# [Directions]
Reproduce every line of the material below exactly. No pictures belong in the copy.

# [Data for the task]
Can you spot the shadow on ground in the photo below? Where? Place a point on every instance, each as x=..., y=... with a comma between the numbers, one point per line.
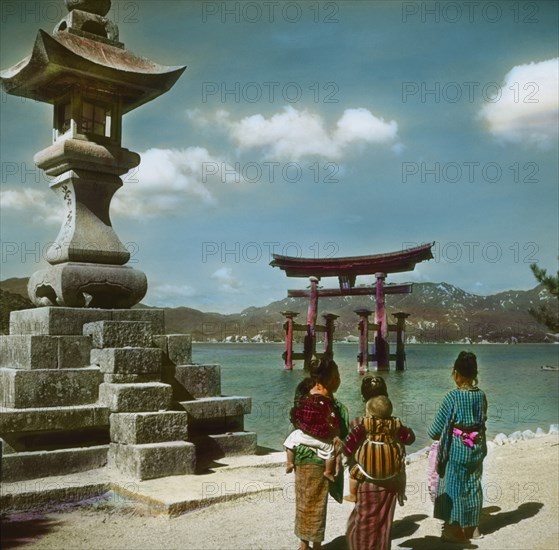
x=491, y=522
x=406, y=526
x=22, y=529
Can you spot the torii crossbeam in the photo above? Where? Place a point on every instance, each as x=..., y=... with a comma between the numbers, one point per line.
x=347, y=270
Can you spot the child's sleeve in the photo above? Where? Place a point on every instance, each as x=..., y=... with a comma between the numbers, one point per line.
x=354, y=439
x=406, y=435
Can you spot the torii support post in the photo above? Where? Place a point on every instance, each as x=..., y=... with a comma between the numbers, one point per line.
x=310, y=337
x=363, y=356
x=288, y=326
x=381, y=345
x=400, y=345
x=329, y=319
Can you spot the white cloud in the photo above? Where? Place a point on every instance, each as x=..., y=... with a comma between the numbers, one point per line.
x=527, y=110
x=167, y=180
x=41, y=205
x=167, y=295
x=227, y=282
x=293, y=134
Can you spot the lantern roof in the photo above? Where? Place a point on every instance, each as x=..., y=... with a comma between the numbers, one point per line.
x=66, y=59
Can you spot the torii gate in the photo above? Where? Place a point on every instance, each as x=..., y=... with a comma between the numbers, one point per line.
x=347, y=269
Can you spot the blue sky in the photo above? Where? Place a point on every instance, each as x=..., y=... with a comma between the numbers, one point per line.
x=314, y=129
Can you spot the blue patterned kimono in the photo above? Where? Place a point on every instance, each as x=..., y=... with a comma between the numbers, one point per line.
x=460, y=495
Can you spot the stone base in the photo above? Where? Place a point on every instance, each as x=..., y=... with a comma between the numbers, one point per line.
x=153, y=460
x=221, y=445
x=135, y=397
x=48, y=388
x=119, y=334
x=217, y=407
x=44, y=352
x=65, y=321
x=32, y=465
x=74, y=284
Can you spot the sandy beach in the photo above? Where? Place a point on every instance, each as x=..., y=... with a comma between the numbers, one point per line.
x=521, y=494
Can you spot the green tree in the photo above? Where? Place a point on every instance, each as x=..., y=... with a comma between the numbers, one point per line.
x=549, y=316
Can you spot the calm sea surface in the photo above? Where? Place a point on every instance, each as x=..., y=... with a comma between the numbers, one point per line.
x=521, y=396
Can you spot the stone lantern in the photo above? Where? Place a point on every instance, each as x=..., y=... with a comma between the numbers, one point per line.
x=92, y=81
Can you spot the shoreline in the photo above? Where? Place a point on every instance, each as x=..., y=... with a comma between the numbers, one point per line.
x=520, y=510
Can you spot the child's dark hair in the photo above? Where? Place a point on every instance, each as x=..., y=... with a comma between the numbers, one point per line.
x=322, y=371
x=372, y=386
x=466, y=365
x=302, y=389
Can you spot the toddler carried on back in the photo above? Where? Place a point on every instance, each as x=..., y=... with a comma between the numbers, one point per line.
x=376, y=442
x=316, y=424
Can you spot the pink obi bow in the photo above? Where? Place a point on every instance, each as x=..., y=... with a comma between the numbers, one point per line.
x=468, y=438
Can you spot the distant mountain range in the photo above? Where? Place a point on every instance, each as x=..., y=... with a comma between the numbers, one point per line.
x=439, y=312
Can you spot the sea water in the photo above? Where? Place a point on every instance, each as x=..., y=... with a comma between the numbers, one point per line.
x=520, y=394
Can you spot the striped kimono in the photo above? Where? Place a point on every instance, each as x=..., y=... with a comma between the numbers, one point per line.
x=459, y=496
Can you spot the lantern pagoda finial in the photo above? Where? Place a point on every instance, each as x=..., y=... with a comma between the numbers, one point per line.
x=98, y=7
x=92, y=81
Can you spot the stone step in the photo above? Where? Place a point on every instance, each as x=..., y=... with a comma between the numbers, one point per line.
x=192, y=381
x=153, y=460
x=217, y=407
x=216, y=415
x=53, y=419
x=32, y=465
x=44, y=352
x=22, y=389
x=151, y=396
x=67, y=321
x=215, y=446
x=128, y=360
x=119, y=334
x=148, y=427
x=177, y=348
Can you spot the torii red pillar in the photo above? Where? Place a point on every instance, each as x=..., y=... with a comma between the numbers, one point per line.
x=329, y=319
x=310, y=337
x=288, y=326
x=381, y=345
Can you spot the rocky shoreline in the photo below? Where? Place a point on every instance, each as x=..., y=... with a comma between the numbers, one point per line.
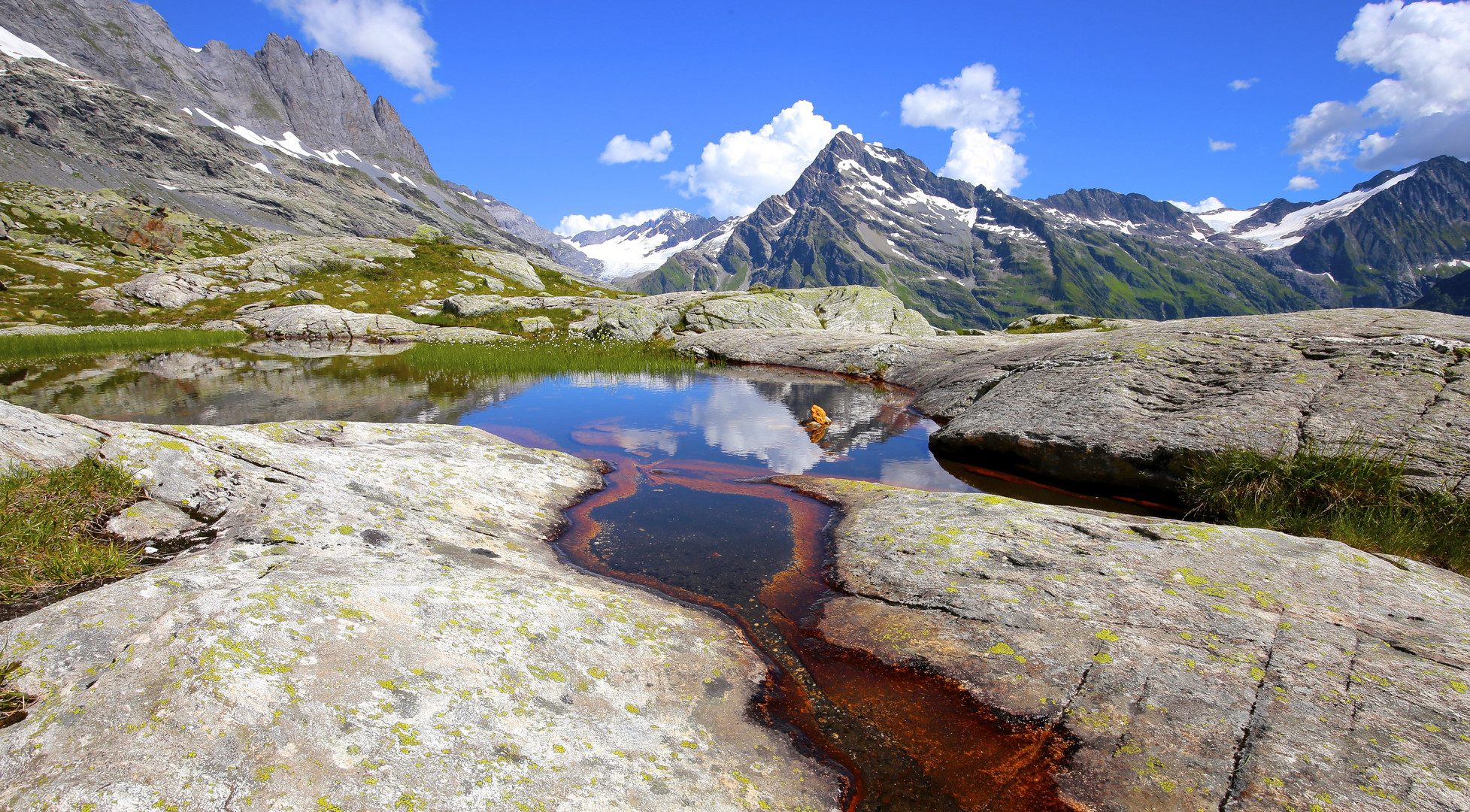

# [Result]
Can you spot the shadow on ground in the photo below? Where? Place a point on every instance, each as x=..., y=... with a comma between the numbers, one point per line.
x=491, y=522
x=406, y=526
x=22, y=529
Can you spot the torii crossbeam in the photo above? Where? Place a point on every instance, each as x=..., y=... with a comma between the numbers, one point per line.
x=347, y=270
Can you spot the child's sleeve in the photo above? Where? Place a point on every instance, each as x=..., y=... with a comma between the numbers, one point per line.
x=354, y=439
x=406, y=435
Can you spot the torii support post in the photo above? Where? Place a point on every instance, each as x=..., y=... with a comma between the numbers, one point per line.
x=310, y=337
x=363, y=356
x=288, y=326
x=381, y=345
x=400, y=345
x=329, y=319
Can you spot the white cloud in the photo above? Where? Place a point on every instance, each as x=..., y=... with a comma between the numbers, one point per line.
x=527, y=110
x=167, y=180
x=41, y=205
x=167, y=295
x=227, y=282
x=293, y=134
Can you spot the lantern roof in the photo above? Where? Place a point on every instance, each as x=..., y=... with a comma between the numbers, one point per line.
x=66, y=59
Can you spot the torii gate in the photo above? Where? Place a point on every instance, each as x=..., y=... with a comma between the numbers, one point per line.
x=347, y=269
Can you spot the blue sky in the photo above? Where? Place a point on every instance, each as x=..., y=... with a comma between the numbers, one point per line.
x=314, y=129
Can you spot the blue patterned kimono in the photo above? Where? Place a point on every instance, each as x=..., y=... with a comma between the numbers, one point per line.
x=460, y=495
Can you spot the stone base in the photo above? Where? Place a point on every instance, each as x=..., y=... with a comma between the numbers, one point per line.
x=153, y=460
x=221, y=445
x=135, y=397
x=48, y=388
x=119, y=334
x=217, y=407
x=44, y=352
x=65, y=321
x=32, y=465
x=74, y=284
Can you spot the sandy beach in the photo above? Where? Place a point on every instance, each as x=..., y=... with a comma between the numbers, one point per line.
x=521, y=494
Can you spot the green tree in the photo above? Where? Place a point on every instance, each as x=..., y=... with a comma between the numbers, one point per line.
x=549, y=316
Can you spot the calm sea surface in the photo above? Where? Place a point on every instance, each as x=..., y=... with a comma between the numbers, one point per line.
x=521, y=396
Can you spot the stone lantern in the photo above? Where? Place a point on every instance, each as x=..., y=... with a comma between the numbers, one point per line.
x=92, y=81
Can you spot the shoreline in the photo above? Where? Place a point on every instance, each as x=..., y=... with a comma between the numbers, one point per line.
x=520, y=510
Can you spot the child's dark hair in the photo above? Where? Place a point on every instance, each as x=..., y=... with a comma between the numbers, one point per line.
x=322, y=371
x=372, y=386
x=466, y=365
x=302, y=389
Can you spot the toddler carried on back in the photo above? Where? Place a point on every instance, each as x=..., y=... with a comma between the numbers, one point per line.
x=376, y=442
x=316, y=424
Can you spot the pink obi bow in the photo above? Where? Place a point on every instance, each as x=..., y=... with a comma between the numbers, one point per line.
x=468, y=438
Can you spot the distant mountain range in the photo above? Where? Place a point on every instance, each as x=..., y=... with a comma between the numbers, one point per line.
x=439, y=312
Can you spot the sea water in the photo above? Where? Place a point on every instance, each as x=..., y=... with a comma between the numbers, one point per line.
x=520, y=394
Can you spot the striped kimono in the photo above? Where? Place a point on every instance, each as x=..., y=... with a comma between the numbers, one point per line.
x=459, y=496
Can you spot the lantern pagoda finial in the photo above? Where? Place a point on every instance, each as x=..., y=... with a comma between the numbers, one point per line.
x=98, y=7
x=92, y=81
Can you spot the stone step in the photo above? Where? Place a point on every instance, each as x=..., y=... with a comma between the numbers, one point per line.
x=192, y=381
x=153, y=460
x=217, y=407
x=216, y=415
x=53, y=419
x=32, y=465
x=44, y=352
x=22, y=389
x=151, y=396
x=67, y=321
x=215, y=446
x=128, y=360
x=119, y=334
x=148, y=427
x=177, y=348
Can you spot the torii red pillar in the photo above? Where? Place a point on every instance, each as x=..., y=... with a comma between the numbers, one point per line.
x=329, y=319
x=310, y=337
x=288, y=326
x=381, y=345
Can you spot the rocky shoreline in the photo below? Where? Place a point on every instance, each as x=..., y=... with a comma between the numbers, one point per line.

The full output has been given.